| WRITTEN EXERCISE |
Copy the part of the material below that opens with the line containing "[mark] the lamp" and runs through the end of the material, keeping every line unchanged.

Position identification records:
──────

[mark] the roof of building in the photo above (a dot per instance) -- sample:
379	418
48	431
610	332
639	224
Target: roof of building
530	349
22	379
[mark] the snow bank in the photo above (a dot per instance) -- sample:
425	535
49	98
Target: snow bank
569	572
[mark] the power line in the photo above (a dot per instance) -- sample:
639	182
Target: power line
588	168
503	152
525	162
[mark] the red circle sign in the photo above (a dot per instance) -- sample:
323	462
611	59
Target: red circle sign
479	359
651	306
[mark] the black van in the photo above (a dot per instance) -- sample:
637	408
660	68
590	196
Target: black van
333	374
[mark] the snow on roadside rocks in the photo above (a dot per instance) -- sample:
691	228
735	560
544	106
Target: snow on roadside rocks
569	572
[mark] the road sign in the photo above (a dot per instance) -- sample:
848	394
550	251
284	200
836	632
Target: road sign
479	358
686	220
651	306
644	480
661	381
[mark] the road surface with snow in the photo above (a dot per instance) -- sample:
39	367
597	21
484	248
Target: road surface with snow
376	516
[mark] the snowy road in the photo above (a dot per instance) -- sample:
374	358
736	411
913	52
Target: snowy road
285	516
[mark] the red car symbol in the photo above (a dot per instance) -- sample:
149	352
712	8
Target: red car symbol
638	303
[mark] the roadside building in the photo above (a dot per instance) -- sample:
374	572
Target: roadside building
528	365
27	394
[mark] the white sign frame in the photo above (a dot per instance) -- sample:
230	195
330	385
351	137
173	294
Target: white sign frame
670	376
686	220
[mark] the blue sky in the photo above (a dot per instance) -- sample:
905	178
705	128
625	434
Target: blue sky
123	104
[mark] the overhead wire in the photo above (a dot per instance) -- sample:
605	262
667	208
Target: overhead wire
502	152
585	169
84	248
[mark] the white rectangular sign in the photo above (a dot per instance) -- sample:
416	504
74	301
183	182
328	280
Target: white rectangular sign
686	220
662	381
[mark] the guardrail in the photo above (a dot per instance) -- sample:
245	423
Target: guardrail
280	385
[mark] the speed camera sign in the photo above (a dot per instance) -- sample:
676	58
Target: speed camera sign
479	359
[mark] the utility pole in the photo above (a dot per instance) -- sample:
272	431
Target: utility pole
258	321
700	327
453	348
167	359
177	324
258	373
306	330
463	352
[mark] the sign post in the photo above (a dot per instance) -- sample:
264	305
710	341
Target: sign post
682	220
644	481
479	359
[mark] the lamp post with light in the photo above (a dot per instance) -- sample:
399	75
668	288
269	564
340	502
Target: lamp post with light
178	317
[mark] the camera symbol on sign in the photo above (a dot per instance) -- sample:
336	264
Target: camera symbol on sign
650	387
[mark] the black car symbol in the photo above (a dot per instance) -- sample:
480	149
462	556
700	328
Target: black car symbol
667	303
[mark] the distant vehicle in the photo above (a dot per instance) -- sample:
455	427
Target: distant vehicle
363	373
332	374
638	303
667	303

──────

| TASK OUTPUT |
[mark] the lamp post with light in the photo above (a dot per instance) -- sample:
399	75
668	288
269	564
340	502
Target: lamp post with light
178	317
[mark] the camera symbol on sign in the photo above (a dot per instance) -- sample:
336	264
Target: camera symbol on sign
650	387
[mark] the black car symbol in the photo above (a dot per instance) -- sample:
480	149
462	556
700	328
Target: black car symbol
667	303
[mark] the distant vehicle in the photo above (a dot per instance) -- sample:
455	427
Target: distant vehicle
363	373
332	374
638	303
667	303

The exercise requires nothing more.